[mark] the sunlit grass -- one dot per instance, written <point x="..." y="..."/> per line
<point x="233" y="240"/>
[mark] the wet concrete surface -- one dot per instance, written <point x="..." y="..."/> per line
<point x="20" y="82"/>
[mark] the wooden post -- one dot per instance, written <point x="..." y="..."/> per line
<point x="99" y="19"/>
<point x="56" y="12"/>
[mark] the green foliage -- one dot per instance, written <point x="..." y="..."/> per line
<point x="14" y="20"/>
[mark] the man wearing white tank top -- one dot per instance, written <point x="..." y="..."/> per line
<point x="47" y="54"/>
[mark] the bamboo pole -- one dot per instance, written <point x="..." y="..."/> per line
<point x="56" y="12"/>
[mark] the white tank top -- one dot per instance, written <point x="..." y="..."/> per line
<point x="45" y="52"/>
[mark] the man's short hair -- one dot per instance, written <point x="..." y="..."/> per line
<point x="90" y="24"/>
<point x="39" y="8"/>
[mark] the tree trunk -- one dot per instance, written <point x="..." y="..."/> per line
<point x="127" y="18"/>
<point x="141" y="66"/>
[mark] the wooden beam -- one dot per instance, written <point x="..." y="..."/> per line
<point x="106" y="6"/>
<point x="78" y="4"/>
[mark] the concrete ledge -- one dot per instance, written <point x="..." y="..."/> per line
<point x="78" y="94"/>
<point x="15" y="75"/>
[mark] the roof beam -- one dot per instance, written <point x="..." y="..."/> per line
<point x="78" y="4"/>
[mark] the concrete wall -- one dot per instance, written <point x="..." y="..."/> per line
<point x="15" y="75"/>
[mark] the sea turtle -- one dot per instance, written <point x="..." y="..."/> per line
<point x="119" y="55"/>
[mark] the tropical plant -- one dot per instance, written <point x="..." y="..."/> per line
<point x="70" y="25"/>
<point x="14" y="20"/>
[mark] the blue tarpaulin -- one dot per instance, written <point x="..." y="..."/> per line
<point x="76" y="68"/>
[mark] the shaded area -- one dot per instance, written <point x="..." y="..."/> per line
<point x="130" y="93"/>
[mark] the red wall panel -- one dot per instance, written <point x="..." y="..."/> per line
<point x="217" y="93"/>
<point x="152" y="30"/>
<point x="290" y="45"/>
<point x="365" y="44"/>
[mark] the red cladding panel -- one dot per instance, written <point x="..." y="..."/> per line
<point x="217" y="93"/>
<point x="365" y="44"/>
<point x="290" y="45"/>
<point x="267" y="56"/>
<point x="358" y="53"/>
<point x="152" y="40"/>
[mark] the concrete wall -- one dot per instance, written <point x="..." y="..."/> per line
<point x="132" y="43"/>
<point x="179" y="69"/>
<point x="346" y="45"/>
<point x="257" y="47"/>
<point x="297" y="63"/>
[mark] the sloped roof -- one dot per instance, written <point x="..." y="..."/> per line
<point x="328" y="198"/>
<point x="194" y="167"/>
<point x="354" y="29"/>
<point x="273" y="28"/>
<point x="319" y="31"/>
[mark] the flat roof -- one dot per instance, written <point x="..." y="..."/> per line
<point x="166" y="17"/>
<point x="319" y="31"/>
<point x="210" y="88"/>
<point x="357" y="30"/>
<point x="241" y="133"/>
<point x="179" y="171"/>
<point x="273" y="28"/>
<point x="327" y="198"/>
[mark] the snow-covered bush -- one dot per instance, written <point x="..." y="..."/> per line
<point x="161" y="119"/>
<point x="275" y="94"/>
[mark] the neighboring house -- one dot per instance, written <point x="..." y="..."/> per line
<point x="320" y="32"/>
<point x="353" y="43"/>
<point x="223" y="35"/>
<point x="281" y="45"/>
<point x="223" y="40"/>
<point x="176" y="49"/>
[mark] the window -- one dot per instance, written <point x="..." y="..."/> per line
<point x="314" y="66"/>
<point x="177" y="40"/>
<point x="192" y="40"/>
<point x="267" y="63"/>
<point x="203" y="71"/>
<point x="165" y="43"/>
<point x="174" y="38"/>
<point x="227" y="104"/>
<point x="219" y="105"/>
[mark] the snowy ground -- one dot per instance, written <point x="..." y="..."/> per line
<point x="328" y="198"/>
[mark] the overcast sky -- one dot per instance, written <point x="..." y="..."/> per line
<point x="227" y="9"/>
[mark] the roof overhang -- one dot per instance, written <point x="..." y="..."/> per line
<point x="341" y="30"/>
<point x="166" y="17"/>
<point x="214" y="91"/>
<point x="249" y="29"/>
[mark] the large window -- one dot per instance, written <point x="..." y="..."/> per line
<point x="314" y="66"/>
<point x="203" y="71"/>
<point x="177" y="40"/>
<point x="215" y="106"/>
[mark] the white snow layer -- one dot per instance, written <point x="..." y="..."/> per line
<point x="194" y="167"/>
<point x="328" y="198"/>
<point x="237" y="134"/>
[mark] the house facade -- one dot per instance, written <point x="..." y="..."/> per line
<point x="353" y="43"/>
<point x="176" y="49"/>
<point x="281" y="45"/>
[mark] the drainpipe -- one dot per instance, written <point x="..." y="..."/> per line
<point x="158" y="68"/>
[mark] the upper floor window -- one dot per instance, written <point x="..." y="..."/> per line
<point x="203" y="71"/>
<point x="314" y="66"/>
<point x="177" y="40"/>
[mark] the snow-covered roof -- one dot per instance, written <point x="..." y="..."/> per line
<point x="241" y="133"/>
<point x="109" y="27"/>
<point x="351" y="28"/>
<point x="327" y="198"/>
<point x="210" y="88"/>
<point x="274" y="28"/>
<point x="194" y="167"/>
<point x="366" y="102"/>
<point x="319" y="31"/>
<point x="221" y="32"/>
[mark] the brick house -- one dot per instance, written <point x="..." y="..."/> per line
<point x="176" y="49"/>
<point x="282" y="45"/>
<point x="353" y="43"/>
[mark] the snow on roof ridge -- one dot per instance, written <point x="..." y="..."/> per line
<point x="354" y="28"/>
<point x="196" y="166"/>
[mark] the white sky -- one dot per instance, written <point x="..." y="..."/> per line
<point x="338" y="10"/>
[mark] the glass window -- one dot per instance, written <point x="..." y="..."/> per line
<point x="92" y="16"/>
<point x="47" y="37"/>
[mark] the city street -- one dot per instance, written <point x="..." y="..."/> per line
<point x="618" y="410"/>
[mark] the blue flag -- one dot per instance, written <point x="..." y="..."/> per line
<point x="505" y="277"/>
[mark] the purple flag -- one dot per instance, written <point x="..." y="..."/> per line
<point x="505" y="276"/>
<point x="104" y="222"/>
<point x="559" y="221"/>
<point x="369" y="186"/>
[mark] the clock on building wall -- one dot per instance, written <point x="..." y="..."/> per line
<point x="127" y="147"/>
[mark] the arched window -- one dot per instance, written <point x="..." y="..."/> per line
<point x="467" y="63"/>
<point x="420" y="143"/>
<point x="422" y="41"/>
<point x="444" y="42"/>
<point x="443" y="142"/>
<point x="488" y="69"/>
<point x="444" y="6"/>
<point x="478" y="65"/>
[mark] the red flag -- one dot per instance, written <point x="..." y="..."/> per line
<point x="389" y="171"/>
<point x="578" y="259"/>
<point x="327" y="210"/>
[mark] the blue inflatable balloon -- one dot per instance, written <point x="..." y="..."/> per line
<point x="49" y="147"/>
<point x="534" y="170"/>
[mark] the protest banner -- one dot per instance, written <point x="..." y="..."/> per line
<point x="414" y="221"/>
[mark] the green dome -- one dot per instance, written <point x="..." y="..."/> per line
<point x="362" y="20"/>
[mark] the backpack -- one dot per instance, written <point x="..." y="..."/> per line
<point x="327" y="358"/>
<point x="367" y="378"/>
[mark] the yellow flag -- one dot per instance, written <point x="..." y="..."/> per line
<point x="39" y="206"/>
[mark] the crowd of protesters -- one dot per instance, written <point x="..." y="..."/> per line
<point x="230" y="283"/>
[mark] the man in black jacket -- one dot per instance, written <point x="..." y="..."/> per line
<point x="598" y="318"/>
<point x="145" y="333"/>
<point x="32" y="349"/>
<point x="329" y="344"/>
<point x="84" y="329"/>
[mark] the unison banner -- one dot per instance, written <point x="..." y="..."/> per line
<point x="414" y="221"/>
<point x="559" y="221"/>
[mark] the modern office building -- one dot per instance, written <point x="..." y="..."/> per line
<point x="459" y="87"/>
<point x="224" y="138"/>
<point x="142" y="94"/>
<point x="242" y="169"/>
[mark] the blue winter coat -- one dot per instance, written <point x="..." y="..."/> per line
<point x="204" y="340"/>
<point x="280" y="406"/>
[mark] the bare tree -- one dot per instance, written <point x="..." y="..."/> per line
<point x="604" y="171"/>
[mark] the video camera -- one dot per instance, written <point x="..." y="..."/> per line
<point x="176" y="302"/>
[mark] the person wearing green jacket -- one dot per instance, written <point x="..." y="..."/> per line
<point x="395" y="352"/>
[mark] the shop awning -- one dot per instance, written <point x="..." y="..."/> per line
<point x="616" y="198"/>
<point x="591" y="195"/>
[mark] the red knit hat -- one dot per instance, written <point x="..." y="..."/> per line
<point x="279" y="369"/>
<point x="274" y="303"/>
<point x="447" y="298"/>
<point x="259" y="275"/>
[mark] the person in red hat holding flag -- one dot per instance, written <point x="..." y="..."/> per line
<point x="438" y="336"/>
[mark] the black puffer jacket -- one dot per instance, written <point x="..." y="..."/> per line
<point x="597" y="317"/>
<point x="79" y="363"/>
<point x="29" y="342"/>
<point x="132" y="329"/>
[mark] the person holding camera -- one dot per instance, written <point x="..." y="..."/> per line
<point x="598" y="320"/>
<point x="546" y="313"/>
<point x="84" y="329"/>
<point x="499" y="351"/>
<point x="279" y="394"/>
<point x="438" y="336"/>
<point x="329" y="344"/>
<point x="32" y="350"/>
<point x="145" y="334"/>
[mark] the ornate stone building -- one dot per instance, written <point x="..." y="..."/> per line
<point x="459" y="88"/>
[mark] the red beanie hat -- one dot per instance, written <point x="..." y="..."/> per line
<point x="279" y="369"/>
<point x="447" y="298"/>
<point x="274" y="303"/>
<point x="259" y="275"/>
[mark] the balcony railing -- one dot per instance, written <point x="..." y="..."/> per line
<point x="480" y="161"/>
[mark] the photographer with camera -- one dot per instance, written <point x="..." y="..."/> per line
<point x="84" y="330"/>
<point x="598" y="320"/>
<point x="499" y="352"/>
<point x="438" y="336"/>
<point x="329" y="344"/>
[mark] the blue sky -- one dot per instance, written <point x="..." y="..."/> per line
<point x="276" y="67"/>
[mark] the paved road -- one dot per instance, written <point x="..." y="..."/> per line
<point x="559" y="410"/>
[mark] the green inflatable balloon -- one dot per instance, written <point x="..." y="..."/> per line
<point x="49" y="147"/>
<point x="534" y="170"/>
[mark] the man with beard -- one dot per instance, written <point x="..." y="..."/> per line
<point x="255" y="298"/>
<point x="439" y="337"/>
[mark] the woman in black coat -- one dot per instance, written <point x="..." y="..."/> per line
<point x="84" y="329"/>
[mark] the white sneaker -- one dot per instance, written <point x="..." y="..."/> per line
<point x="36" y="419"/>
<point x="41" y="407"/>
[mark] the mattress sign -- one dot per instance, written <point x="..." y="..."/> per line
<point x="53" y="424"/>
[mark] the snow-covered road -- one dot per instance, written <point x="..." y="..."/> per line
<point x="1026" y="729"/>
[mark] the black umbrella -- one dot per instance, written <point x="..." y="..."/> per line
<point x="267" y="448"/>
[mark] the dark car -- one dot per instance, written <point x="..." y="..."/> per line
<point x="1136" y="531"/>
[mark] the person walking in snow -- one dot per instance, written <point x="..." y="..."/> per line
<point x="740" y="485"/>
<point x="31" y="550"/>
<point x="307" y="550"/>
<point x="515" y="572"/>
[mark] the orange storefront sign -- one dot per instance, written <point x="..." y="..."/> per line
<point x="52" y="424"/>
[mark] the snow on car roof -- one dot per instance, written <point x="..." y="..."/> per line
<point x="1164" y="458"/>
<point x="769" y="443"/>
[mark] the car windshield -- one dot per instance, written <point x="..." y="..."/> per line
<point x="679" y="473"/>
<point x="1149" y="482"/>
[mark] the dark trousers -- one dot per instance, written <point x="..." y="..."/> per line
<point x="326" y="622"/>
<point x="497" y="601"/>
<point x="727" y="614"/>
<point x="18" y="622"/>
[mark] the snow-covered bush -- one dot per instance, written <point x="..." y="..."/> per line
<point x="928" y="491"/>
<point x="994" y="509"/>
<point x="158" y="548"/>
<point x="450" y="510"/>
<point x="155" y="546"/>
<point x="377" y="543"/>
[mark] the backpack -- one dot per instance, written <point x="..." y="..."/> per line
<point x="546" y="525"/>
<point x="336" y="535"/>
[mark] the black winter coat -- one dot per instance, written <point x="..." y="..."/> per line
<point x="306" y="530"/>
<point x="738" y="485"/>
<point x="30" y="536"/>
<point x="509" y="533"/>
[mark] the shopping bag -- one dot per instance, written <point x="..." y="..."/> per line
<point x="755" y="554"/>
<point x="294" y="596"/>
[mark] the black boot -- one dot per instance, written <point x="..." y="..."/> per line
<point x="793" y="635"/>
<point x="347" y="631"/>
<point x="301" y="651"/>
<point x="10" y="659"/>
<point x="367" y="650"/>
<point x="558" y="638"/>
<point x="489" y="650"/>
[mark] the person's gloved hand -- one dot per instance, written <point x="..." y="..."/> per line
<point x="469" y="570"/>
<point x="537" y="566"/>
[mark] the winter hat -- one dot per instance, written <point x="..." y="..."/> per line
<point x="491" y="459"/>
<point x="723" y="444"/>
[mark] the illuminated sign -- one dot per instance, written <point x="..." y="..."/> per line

────────

• _YOUR OBJECTIVE_: Return exactly the lines from the one containing "[mark] the black winter" through the last line of the records above, both included, and nothing else.

• _EXPECTED ANSWER_:
[mark] the black winter coat -- one dot per instance, written <point x="..." y="..."/> per line
<point x="306" y="530"/>
<point x="738" y="485"/>
<point x="30" y="536"/>
<point x="509" y="533"/>
[mark] the shopping bag -- one dot per instance, written <point x="..." y="..."/> per line
<point x="755" y="554"/>
<point x="294" y="596"/>
[mark] the black boot -- one dot per instance, written <point x="..." y="..."/> per line
<point x="793" y="635"/>
<point x="347" y="631"/>
<point x="301" y="651"/>
<point x="10" y="659"/>
<point x="367" y="650"/>
<point x="558" y="638"/>
<point x="489" y="650"/>
[mark] the person's gloved hand -- one dot per instance, written <point x="..." y="..."/> per line
<point x="469" y="570"/>
<point x="537" y="566"/>
[mark] the winter hat -- one dot per instance, written <point x="..." y="..."/> per line
<point x="491" y="459"/>
<point x="723" y="444"/>
[mark] the illuminated sign -- one dot per instance, written <point x="..." y="..."/> per line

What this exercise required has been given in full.